─── 原文 ───

【初任給とは?】いくらもらえる?就活生がチェックしたいポイントを解説!

「初任給」とは、就職して最初にもらえる給与のこと。社会人として自立するためにも、実際にどのぐらいのお金がもらえるのか気になりますね。そこで専門家の監修の下、初任給の平均的な金額や、「基本給」「額面」「手取り」などの違い、入社後にもらえるおおよその金額の見積もり方などについて解説します。

初任給とは

「初任給」とは、就職して、初めて受け取る給与のことです。給与とは、企業から社員に対して支払われる労働の対価であり、「基本給」に加えて「各種手当」「インセンティブ」「賞与」さらに「自社製品」などの現物支給も含めた、企業から受け取るすべての報酬を指す言葉です。

初任給はいつもらえる?

初任給が支給されるタイミングは、その企業の「締め日」と「支払い日」によって異なります。

例えば「月末締め、当月25日払い」の企業であれば、4月1日〜30日の1カ月分の給与が4月25日に支払われます。この場合、4月25日〜30日分の給与は前払いということになります。
「当月払い」でも「15日締め、当月25日払い」の場合には、4月1日〜15日分の給与が25日に支払われることになるため、初任給の金額は約半月分になり、上記より少なくなります。

また、「翌月払い」のケースもあります。例えば「月末締め、翌月25日払い」なら、4月1日〜30日分の給与が5月25日に支払われます。この場合、入社して2カ月近く収入がないことになるため、特に一人暮らしの方などは、その間のお金のやり繰りを考えておく必要があるでしょう。

─── 作業用データ ───

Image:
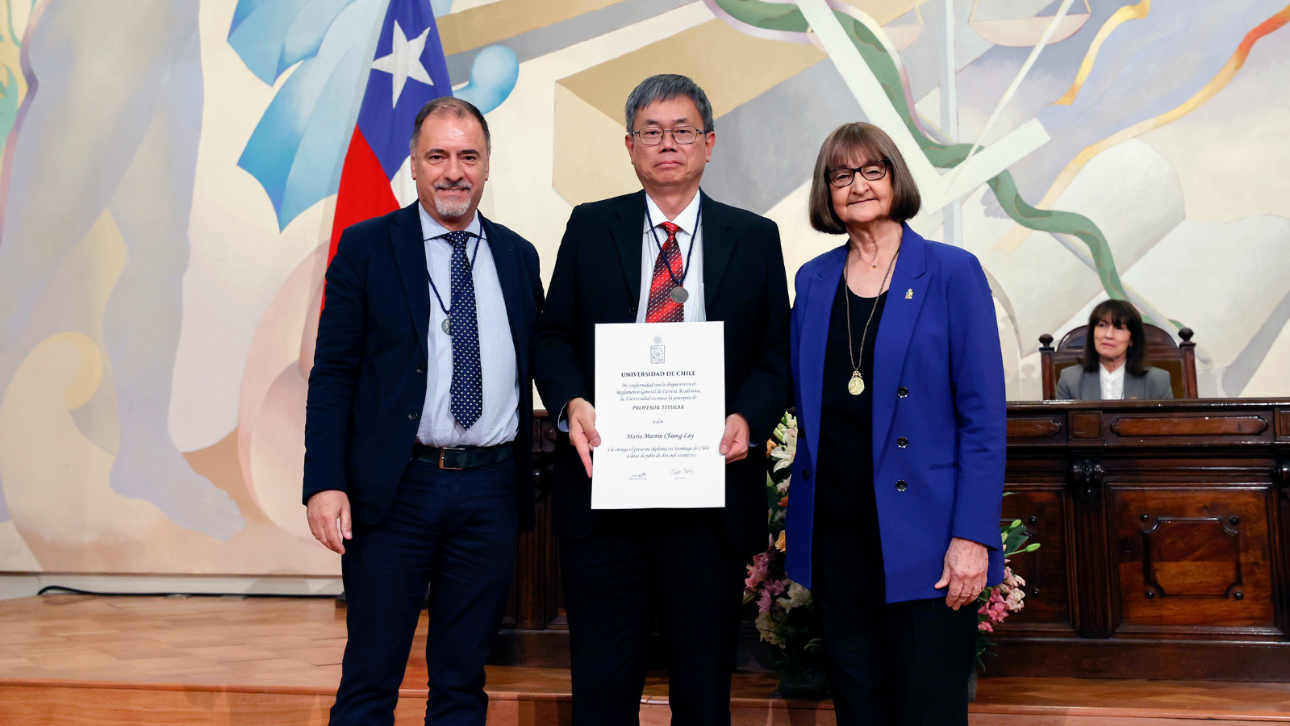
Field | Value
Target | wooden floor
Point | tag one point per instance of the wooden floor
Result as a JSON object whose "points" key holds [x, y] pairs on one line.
{"points": [[85, 660]]}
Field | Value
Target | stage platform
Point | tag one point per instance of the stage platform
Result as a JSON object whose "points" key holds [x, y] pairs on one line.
{"points": [[78, 660]]}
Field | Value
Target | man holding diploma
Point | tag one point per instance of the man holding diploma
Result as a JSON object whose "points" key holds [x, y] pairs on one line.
{"points": [[666, 254]]}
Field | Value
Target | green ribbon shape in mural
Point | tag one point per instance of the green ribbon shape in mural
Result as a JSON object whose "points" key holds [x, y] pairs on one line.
{"points": [[788, 19]]}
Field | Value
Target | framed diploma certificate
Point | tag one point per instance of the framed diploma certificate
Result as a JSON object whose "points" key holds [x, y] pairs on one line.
{"points": [[661, 415]]}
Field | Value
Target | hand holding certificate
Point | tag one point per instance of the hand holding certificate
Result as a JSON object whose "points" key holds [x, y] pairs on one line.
{"points": [[661, 414]]}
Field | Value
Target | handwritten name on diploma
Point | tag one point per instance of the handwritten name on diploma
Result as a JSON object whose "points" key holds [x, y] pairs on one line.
{"points": [[661, 413]]}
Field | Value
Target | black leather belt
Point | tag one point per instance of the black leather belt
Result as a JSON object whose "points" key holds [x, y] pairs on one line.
{"points": [[456, 458]]}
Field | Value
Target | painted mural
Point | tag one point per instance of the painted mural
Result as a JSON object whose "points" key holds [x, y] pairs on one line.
{"points": [[170, 170]]}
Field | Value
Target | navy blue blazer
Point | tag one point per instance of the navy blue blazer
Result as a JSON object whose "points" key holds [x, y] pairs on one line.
{"points": [[368, 384], [938, 382]]}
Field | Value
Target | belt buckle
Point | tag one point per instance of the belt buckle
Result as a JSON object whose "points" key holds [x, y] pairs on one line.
{"points": [[445, 450]]}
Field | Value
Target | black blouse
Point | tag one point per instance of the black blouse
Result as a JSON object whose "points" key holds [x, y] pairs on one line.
{"points": [[844, 486]]}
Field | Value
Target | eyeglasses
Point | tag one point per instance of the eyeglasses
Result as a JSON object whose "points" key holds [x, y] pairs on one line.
{"points": [[653, 136], [872, 172]]}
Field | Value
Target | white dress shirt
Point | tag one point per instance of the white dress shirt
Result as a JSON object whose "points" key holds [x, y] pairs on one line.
{"points": [[693, 284], [1112, 383], [499, 418], [693, 308]]}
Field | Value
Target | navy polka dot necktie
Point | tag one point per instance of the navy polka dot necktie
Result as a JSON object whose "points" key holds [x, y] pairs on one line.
{"points": [[467, 378]]}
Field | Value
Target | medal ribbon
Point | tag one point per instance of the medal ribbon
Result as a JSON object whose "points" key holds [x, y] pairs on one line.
{"points": [[662, 307]]}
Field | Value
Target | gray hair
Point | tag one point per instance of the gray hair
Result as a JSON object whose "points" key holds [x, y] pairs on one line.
{"points": [[666, 87], [452, 106]]}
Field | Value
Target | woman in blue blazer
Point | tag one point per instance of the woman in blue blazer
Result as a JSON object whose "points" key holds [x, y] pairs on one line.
{"points": [[894, 513]]}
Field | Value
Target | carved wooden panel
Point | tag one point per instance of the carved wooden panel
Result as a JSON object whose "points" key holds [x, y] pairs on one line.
{"points": [[1190, 426], [1193, 557], [1048, 593], [1032, 428], [1284, 424], [1085, 426]]}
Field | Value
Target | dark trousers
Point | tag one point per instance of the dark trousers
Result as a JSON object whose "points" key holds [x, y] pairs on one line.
{"points": [[898, 664], [677, 565], [453, 530]]}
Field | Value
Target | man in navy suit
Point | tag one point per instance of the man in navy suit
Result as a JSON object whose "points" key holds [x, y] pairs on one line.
{"points": [[417, 466]]}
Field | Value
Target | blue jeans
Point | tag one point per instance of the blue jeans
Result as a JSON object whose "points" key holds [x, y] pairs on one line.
{"points": [[456, 531]]}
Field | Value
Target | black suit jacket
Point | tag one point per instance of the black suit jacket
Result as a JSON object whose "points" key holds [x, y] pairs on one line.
{"points": [[368, 384], [597, 279]]}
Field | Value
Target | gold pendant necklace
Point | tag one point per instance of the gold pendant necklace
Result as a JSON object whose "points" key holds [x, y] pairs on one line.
{"points": [[855, 386]]}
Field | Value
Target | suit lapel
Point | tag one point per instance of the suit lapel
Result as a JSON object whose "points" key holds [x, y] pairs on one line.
{"points": [[627, 234], [719, 244], [507, 262], [1135, 387], [1090, 386], [899, 316], [410, 255], [818, 298]]}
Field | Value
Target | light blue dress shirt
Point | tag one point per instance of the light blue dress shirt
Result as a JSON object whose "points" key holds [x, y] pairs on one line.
{"points": [[694, 308], [499, 421]]}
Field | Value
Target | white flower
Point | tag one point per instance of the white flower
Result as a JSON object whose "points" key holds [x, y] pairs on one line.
{"points": [[766, 626]]}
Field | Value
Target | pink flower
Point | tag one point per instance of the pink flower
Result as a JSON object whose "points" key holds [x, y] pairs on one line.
{"points": [[765, 601], [759, 570]]}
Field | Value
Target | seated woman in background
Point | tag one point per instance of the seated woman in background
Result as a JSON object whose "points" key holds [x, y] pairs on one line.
{"points": [[1113, 369]]}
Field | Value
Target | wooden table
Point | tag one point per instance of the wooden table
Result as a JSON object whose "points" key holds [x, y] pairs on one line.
{"points": [[1164, 529]]}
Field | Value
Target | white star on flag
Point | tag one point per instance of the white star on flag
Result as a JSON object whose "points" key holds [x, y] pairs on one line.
{"points": [[404, 61]]}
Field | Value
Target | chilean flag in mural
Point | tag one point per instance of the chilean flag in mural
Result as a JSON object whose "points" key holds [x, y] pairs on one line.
{"points": [[408, 70]]}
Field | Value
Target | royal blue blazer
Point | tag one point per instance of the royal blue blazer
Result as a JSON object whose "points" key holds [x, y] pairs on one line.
{"points": [[938, 382]]}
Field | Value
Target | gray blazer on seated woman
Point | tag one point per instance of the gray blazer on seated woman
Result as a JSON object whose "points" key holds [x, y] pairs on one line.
{"points": [[1113, 353]]}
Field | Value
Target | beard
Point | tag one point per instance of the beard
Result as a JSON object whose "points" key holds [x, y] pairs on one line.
{"points": [[449, 208]]}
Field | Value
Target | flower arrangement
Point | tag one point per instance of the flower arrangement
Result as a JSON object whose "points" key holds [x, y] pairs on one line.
{"points": [[786, 613], [995, 604]]}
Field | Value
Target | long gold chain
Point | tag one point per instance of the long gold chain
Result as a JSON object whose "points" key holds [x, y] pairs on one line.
{"points": [[855, 386]]}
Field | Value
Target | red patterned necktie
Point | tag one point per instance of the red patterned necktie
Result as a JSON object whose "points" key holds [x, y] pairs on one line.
{"points": [[662, 307]]}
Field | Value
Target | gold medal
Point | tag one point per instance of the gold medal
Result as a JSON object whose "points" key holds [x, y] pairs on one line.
{"points": [[855, 386]]}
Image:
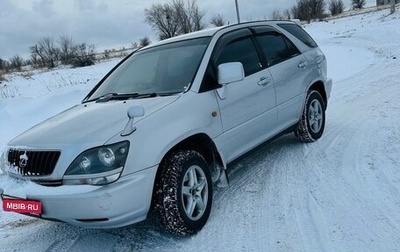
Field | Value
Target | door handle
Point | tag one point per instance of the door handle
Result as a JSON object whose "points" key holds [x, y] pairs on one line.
{"points": [[264, 81], [319, 59], [303, 64]]}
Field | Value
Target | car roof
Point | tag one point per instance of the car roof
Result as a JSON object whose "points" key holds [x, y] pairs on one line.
{"points": [[209, 32]]}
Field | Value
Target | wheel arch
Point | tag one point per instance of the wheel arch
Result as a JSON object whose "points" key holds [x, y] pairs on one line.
{"points": [[319, 86], [203, 144]]}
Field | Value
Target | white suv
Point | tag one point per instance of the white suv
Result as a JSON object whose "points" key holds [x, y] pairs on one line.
{"points": [[158, 131]]}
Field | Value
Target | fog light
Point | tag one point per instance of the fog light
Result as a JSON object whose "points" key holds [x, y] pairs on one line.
{"points": [[106, 156], [85, 163]]}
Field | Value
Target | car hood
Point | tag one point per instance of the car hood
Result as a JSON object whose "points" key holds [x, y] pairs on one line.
{"points": [[87, 123]]}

───

• [実施事項]
- a) 原文に基づき、次の問いに答えよ。
(i) 「初任給」とは何か。
(ii) 「月末締め、当月25日払い」の企業では、4月1日〜30日分の給与はいつ支払われるか。
(iii) 「月末締め、翌月25日払い」の場合、4月1日〜30日分の給与はいつ支払われるか。
- b) エントリーの中から、文字列「white」を含む行をすべて集めよ。大文字と小文字は区別する。
原文とエントリーは、互いに関係のない別々の素材である。

• [解答一覧]
- a)
(i) 就職して初めて受け取る給与。
(ii) 4月25日。
(iii) 5月25日。

- b)
Target | white dress shirt
Point | tag one point per instance of the white dress shirt
Target | white flower
Point | tag one point per instance of the white flower
Target | white star on flag
Point | tag one point per instance of the white star on flag
Target | white suv
Point | tag one point per instance of the white suv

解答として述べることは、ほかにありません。